Work task → Among the entries below, only the lines starting at the one with "Target | scarf" and ending at the one with "Pick out every instance of the blonde", both included, are to be printed exactly.

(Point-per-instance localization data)
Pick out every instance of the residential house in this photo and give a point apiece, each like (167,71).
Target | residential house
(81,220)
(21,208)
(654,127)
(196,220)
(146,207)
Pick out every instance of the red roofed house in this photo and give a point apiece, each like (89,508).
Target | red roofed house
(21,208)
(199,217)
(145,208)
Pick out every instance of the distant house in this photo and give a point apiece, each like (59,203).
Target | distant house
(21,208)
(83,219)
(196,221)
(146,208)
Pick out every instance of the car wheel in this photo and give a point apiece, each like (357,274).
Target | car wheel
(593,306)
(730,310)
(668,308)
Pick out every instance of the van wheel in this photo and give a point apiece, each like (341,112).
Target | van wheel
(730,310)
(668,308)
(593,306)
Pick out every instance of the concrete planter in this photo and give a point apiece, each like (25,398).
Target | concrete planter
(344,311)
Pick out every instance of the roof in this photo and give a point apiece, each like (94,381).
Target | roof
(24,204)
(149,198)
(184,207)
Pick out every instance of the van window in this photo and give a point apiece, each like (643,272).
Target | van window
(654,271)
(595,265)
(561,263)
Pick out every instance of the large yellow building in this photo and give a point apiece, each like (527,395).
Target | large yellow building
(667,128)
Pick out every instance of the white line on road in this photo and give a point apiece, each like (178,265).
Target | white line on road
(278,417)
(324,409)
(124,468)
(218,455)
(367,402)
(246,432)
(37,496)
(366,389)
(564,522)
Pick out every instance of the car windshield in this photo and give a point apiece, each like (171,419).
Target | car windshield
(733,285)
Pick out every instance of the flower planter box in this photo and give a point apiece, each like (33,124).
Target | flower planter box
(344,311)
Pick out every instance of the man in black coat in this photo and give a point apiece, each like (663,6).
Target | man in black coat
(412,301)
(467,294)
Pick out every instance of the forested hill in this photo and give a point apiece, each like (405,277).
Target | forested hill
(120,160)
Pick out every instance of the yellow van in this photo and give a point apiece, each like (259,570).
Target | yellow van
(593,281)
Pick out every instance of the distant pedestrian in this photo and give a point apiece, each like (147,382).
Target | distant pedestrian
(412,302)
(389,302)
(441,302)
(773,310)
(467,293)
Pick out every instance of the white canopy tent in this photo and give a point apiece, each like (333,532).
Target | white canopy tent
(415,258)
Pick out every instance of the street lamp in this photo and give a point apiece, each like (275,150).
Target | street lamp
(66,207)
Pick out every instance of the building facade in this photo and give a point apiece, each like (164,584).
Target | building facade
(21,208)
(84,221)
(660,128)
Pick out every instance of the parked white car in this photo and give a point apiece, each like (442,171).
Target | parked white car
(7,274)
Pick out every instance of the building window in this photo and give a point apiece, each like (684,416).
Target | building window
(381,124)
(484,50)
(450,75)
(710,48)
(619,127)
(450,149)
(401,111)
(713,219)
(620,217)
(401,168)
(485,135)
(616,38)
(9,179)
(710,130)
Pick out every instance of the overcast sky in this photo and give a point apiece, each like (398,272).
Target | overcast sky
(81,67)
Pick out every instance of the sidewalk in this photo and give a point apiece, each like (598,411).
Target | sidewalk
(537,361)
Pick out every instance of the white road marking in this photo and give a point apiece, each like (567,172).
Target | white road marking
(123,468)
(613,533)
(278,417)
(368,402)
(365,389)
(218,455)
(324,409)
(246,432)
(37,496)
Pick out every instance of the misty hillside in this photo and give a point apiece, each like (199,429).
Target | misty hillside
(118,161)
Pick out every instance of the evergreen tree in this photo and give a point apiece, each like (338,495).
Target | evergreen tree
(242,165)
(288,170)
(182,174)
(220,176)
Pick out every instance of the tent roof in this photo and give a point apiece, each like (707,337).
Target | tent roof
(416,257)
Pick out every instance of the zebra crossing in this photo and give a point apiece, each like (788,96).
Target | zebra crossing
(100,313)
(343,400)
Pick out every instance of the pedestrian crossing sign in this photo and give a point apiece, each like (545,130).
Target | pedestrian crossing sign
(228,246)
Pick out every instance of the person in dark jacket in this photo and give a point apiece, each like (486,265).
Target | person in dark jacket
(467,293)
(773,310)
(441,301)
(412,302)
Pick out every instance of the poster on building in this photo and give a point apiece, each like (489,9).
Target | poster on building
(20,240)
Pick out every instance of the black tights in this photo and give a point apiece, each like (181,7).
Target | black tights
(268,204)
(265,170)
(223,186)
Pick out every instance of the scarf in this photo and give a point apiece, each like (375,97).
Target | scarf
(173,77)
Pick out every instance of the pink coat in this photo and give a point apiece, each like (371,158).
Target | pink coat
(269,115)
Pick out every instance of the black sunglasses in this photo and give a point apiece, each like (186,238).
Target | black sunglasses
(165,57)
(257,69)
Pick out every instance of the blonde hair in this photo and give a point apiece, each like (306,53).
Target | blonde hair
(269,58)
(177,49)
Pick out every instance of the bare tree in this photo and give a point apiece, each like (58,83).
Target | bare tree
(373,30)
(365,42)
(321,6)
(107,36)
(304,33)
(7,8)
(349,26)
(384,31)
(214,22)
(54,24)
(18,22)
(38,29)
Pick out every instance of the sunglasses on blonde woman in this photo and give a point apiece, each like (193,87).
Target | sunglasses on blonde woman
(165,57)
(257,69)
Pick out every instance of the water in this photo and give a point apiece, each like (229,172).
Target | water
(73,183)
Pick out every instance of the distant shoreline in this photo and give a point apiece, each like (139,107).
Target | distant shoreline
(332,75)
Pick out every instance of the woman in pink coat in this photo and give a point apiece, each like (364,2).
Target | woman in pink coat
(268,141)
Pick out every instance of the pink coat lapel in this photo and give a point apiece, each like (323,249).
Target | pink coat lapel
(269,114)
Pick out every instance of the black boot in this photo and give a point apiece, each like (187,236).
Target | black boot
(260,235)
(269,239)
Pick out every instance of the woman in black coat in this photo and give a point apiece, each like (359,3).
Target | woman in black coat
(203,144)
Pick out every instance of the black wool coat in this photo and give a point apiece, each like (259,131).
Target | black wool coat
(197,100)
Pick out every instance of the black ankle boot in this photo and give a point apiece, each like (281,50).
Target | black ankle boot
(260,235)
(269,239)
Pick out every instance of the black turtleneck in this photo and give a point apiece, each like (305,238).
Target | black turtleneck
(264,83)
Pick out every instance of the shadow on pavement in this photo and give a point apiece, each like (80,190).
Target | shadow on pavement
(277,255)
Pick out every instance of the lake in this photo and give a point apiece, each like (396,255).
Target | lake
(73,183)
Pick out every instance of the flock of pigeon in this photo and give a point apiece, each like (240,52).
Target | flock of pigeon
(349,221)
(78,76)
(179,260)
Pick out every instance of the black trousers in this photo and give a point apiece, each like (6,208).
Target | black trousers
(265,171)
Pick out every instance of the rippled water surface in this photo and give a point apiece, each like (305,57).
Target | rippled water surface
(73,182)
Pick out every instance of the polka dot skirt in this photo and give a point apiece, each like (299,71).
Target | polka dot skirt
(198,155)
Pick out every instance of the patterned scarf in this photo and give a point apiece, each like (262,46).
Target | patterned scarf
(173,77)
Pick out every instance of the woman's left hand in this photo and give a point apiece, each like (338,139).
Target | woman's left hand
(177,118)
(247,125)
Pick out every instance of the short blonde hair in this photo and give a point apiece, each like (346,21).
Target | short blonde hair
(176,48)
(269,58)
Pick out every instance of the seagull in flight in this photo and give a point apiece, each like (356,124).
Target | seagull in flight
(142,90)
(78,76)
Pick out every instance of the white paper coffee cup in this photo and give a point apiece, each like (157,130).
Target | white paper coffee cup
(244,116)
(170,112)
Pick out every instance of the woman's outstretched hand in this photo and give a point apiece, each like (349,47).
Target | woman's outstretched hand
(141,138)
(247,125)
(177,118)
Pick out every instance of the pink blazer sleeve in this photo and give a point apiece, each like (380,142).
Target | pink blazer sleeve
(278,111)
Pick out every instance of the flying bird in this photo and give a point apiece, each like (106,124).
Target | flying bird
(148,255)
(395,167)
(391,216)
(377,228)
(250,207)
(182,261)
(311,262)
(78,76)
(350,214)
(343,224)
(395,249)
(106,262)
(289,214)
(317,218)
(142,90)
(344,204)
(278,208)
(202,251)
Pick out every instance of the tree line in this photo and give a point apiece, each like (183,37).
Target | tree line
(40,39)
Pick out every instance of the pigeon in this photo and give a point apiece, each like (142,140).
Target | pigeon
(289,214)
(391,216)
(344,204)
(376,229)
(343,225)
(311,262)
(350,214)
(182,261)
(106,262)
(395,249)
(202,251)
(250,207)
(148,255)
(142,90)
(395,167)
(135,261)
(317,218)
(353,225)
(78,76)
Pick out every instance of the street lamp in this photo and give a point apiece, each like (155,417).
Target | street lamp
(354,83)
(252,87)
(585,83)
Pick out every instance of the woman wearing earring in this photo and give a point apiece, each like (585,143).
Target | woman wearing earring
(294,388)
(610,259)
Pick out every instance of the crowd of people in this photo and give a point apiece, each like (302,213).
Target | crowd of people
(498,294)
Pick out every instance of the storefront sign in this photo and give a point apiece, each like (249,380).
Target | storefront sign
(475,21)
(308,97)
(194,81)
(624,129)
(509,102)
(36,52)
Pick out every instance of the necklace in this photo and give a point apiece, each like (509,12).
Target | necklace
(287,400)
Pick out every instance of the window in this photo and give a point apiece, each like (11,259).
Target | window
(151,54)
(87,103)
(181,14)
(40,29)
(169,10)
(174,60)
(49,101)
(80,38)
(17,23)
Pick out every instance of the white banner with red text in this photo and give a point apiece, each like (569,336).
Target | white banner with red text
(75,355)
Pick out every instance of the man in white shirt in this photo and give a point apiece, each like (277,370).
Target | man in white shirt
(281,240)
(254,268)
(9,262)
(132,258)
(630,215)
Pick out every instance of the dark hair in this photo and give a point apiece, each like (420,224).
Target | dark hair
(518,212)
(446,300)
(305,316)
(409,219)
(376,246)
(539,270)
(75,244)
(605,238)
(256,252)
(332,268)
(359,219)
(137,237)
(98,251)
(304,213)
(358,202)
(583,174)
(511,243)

Reply to the task →
Target | scarf
(173,77)
Pick out every instance of the pink coat in this photo and give a point apiece, each like (371,158).
Target | pink coat
(269,115)
Pick out every instance of the black sunglasses in this photo and give a point apiece, each like (186,238).
Target | black sunglasses
(165,57)
(257,69)
Pick out every instance of the blonde hair in this photo and give a point apiece, each like (306,53).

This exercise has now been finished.